### [Fragmento del texto]
════════════════════
Seguramente el programa es discutible y tenía muchos defectos; quien esto escribe asume los propios. Su línea editorial tenía una clara definición política de defensa del gobierno entonces en funciones. Si eso fuera un delito, lo sería muchísimo más la defensa incondicional que el gobierno de Macri ha tenido en estos años; un verdadero blindaje, acompañado con la censura de voces disidentes y la sistemática persecución sufrida por dueños de medios alternativos que hoy están en la cárcel. No hay, está claro, ninguna comparación posible. Se ha dicho –lo dijo el candidato a presidente Alberto Fernández- que el problema era que 6,7,8 formaba parte de la programación de la TV pública. El punto es digno de ser discutido: ¿en qué otro canal hubiera podido funcionar? Miremos un poco los contenidos que hoy proponen los medios dominantes y rápidamente concluiremos que no hay el mínimo resquicio para un mensaje como el de aquel programa. A eso hay que sumar los aprietes gubernamentales sistemáticos a emisoras no alineadas. ¿Está mal que la televisión pública le dé voz a quienes no forman parte del consenso ideológico sustentado por los medios dominantes?
En el programa estuvieron y hablaron muchas voces disonantes con su línea editorial y otras fueron permanentemente invitadas aunque el clima creado contra lo que se caracterizaba como “escraches”, determinó que algunos prefirieran no participar. La crítica a los medios y a sus periodistas siempre se sostuvo en términos políticos, lejos del agravio y del insulto que es desgraciadamente habitual entre los más connotados periodistas favorables al actual gobierno.
════════════════════
### [Registros]
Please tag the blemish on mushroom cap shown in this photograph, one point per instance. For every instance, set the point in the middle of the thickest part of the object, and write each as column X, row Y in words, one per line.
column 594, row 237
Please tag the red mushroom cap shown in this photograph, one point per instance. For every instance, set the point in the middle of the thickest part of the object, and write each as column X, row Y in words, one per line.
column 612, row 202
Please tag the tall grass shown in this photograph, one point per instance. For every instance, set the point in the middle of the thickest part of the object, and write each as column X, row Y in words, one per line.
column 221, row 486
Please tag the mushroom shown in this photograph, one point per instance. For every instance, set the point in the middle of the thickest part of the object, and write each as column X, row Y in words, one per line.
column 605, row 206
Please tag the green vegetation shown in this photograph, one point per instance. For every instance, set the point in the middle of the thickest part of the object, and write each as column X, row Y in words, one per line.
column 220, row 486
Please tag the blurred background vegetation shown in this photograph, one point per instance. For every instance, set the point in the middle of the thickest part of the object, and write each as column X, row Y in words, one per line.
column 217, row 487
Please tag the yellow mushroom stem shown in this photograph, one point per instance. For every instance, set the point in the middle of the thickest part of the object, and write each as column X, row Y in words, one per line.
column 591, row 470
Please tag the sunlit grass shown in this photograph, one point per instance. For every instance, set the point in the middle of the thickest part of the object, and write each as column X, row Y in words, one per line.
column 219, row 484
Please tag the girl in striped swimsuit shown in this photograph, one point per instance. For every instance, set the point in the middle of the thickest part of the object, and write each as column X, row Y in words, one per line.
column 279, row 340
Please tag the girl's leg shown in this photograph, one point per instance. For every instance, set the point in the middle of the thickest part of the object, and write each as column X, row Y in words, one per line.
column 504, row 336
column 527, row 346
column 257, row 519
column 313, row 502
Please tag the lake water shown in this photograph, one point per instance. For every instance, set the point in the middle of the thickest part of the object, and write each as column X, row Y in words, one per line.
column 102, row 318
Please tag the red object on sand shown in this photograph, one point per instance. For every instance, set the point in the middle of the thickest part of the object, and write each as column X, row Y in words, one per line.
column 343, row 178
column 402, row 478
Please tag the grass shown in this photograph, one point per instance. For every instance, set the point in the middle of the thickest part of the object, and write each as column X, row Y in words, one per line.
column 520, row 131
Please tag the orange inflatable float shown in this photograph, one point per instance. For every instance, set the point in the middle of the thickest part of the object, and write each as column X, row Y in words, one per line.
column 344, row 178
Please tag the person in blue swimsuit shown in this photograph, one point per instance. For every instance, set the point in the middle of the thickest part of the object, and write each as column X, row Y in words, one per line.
════════════════════
### [Qué se pide]
Traduce al inglés esta oración del fragmento sobre el programa 6,7,8: "La crítica a los medios y a sus periodistas siempre se sostuvo en términos políticos, lejos del agravio y del insulto que es desgraciadamente habitual entre los más connotados periodistas favorables al actual gobierno." Los registros son material independiente del fragmento.

### [Respuesta]
Criticism of the media and their journalists was always grounded in political terms, far from the affront and insult that are unfortunately common among the most prominent journalists who favor the current government.